> **Work to complete**
From the line that holds "shown in [783,575]." to the last line of the data, copy everything exactly; leave out all the rest.

> **Given data**

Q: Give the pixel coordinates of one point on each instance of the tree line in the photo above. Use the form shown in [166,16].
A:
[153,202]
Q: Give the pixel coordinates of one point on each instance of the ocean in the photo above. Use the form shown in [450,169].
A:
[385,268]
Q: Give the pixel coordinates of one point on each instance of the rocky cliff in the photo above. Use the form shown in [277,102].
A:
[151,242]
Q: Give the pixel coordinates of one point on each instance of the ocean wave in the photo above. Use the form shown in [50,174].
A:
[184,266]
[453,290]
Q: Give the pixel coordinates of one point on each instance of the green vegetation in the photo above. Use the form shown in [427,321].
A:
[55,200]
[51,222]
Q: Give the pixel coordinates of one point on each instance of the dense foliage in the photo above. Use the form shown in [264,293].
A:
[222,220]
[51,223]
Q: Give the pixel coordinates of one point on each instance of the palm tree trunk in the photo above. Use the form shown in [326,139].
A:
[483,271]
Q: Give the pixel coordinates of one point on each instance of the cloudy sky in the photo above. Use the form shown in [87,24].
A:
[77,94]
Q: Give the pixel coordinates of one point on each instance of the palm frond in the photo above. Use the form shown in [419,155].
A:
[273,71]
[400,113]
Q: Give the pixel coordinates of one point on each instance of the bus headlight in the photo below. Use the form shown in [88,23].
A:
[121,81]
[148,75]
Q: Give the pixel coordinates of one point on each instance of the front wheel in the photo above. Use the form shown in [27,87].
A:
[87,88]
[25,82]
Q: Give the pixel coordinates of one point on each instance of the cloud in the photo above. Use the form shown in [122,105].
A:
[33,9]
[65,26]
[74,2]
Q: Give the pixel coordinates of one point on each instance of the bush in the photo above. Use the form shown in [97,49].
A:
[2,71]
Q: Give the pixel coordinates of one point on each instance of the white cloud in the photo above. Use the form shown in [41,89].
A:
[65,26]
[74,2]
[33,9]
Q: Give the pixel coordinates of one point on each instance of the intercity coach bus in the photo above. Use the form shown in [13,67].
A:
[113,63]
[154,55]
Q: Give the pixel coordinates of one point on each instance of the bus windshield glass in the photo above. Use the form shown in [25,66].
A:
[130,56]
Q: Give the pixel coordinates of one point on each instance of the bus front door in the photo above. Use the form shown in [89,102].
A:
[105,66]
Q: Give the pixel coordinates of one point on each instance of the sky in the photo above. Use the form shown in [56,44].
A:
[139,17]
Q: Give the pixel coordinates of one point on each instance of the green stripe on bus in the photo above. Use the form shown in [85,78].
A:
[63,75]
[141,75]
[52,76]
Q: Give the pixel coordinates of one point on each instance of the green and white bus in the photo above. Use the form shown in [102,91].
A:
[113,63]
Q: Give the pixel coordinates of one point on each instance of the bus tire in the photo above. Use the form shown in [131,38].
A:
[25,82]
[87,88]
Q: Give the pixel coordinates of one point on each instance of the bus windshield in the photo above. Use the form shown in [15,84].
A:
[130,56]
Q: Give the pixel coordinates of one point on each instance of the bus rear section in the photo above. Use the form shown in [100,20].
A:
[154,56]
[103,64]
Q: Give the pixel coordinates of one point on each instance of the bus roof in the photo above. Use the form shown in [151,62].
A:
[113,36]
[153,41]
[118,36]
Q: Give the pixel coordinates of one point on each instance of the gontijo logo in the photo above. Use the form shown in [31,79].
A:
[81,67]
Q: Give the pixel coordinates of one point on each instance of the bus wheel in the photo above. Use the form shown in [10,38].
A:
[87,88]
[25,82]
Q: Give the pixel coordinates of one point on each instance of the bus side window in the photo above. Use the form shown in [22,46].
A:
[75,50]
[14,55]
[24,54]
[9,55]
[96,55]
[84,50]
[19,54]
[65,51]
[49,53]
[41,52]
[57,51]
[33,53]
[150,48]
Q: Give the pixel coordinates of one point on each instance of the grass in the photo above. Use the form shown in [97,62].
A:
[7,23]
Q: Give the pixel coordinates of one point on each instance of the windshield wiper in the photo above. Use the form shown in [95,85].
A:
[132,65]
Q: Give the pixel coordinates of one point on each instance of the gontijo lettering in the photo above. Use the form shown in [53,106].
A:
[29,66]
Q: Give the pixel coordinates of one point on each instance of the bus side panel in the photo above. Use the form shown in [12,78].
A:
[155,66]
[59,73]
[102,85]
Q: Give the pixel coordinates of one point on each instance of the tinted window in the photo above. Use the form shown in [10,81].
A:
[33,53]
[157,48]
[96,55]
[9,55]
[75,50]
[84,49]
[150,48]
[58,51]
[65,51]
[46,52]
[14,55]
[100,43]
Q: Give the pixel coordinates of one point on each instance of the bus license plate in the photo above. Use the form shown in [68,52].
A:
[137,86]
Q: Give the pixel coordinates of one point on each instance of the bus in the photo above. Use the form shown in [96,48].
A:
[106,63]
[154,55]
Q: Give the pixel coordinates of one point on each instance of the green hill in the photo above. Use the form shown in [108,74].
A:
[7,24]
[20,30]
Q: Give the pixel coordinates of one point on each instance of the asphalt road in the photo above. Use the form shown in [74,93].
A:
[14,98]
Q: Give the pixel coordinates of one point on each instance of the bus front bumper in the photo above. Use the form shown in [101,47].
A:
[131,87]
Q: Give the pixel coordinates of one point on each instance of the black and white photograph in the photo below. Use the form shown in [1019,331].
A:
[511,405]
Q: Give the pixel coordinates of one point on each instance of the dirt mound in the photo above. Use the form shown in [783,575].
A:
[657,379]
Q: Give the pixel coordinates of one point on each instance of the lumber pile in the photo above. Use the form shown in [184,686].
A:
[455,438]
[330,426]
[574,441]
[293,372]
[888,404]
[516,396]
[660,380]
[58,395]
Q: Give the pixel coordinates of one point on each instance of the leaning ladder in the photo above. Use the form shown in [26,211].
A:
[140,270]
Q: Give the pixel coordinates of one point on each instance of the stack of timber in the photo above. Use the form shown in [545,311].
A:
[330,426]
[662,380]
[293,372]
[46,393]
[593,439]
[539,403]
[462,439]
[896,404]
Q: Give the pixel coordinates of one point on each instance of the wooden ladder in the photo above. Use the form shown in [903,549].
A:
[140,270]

> **Exercise result**
Q: Give the pixel coordinates of one point on each instance of the dirt mound in the photo above. Use the form shown in [783,575].
A:
[657,379]
Q: Give the pixel coordinates of one point on each instance of the lumber pile in the photo above. Use the form shown in [184,686].
A:
[455,438]
[330,426]
[574,441]
[293,372]
[888,404]
[516,396]
[660,380]
[58,395]
Q: Give the pixel coordinates of one point on each instance of the leaning ladder in the photo above. Use the form shown in [26,211].
A:
[140,270]
Q: Give the pixel coordinates of one point on each instance of the stack of timber in the photo above. Use the form shown in [545,311].
A:
[330,426]
[662,380]
[293,372]
[46,393]
[593,439]
[539,403]
[462,439]
[896,404]
Q: Give the pixel coordinates of one point on each instance of the wooden ladder in the photo above. Use the form shown in [903,549].
A:
[140,270]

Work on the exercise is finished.